Work to complete: Reproduce each line of the listing below verbatim, omitting the pictures.

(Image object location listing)
·····
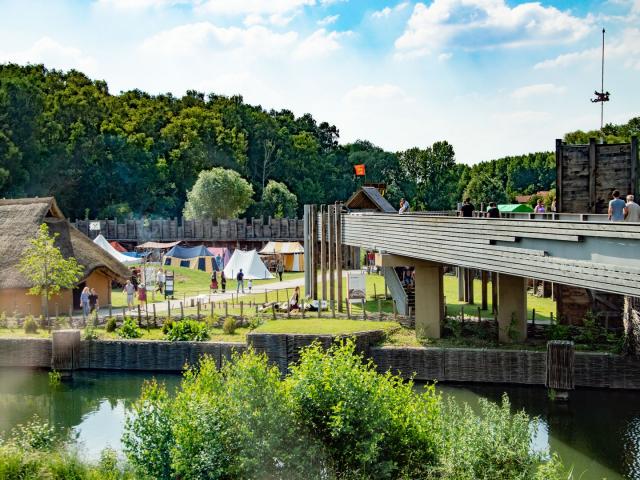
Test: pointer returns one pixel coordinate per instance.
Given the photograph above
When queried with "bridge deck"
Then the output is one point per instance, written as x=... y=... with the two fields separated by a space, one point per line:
x=598 y=255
·····
Answer to this task:
Test: pointer returns one pixel coordinate per instance.
Given the photograph above
When queried with "bridge deck"
Then the output is one point per instance, written as x=... y=... with the two fields separated by a space, one point per line:
x=598 y=255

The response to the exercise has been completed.